Exercise brief: Render the rows below as a Markdown table with two columns, Number and Row text. Put each row's sequence number in Number and the row itself in Row text, and leave out blank lines.

Items:
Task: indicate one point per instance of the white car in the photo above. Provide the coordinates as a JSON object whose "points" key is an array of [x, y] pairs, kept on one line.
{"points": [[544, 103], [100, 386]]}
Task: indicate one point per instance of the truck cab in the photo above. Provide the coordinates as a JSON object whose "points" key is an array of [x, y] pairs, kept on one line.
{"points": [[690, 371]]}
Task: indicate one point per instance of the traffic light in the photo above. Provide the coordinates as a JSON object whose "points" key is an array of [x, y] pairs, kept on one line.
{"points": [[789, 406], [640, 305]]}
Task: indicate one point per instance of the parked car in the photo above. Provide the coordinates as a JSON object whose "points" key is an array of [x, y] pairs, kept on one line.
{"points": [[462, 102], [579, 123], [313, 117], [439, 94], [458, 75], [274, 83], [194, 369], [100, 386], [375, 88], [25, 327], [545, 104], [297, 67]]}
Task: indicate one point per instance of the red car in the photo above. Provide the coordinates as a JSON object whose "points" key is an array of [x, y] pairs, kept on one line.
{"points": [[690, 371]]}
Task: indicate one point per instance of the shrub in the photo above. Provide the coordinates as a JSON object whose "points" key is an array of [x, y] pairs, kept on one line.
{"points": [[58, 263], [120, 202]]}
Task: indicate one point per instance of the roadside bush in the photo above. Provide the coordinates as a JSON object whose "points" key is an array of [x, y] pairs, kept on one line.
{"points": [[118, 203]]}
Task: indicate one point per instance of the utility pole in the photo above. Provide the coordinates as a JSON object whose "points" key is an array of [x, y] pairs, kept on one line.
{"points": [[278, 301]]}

The response:
| Number | Row text |
|---|---|
| 1 | Task: indicate one point per instance of the white car in the photo above. Provide the coordinates as a JSON object whose "points" key is an array of [x, y] pairs, kept on one line. |
| 2 | {"points": [[544, 103], [100, 386]]} |
| 3 | Task: indicate one point per instance of the truck cab in the photo above. Provide the coordinates as a JSON object whose "points" key is an array of [x, y] pairs, kept on one line. |
| 4 | {"points": [[690, 371]]} |
| 5 | Task: indicate one point per instance of the traffic light in the photo above. Provide the coordinates as a JSON object whose "points" key is an array of [x, y] pairs, kept on one line. |
| 6 | {"points": [[789, 406], [640, 305]]} |
| 7 | Task: indicate one point per instance of the parked car in the photo above. Provide the coordinates as a JSON object whose "points" key is an array of [x, y] pairs, kept on one line. |
| 8 | {"points": [[462, 102], [579, 123], [313, 117], [439, 94], [458, 75], [274, 83], [194, 369], [100, 386], [375, 88], [25, 327], [545, 104], [297, 67]]} |
| 9 | Task: indicate one point per instance of the red car in the photo above. Provide the coordinates as a JSON object whose "points" key is an array of [x, y] pairs, kept on one line. |
| 10 | {"points": [[690, 371]]} |
| 11 | Task: indicate one point per instance of the shrub in the photo above. Provide the coordinates as a JSON object whose "points" key is an array of [x, y] pairs, kept on one line. |
| 12 | {"points": [[58, 263], [120, 202]]} |
| 13 | Task: indicate one point per instance of the roadside bush in the photo above. Provide the coordinates as a JSON object whose "points" key is an array of [x, y] pairs, kept on one line. |
| 14 | {"points": [[118, 203]]} |
| 15 | Task: indicate one point per instance of the utility pole in the photo above. Provide the coordinates as a JSON object whose "points" key is an array of [x, y] pairs, kept on one line. |
| 16 | {"points": [[278, 301]]} |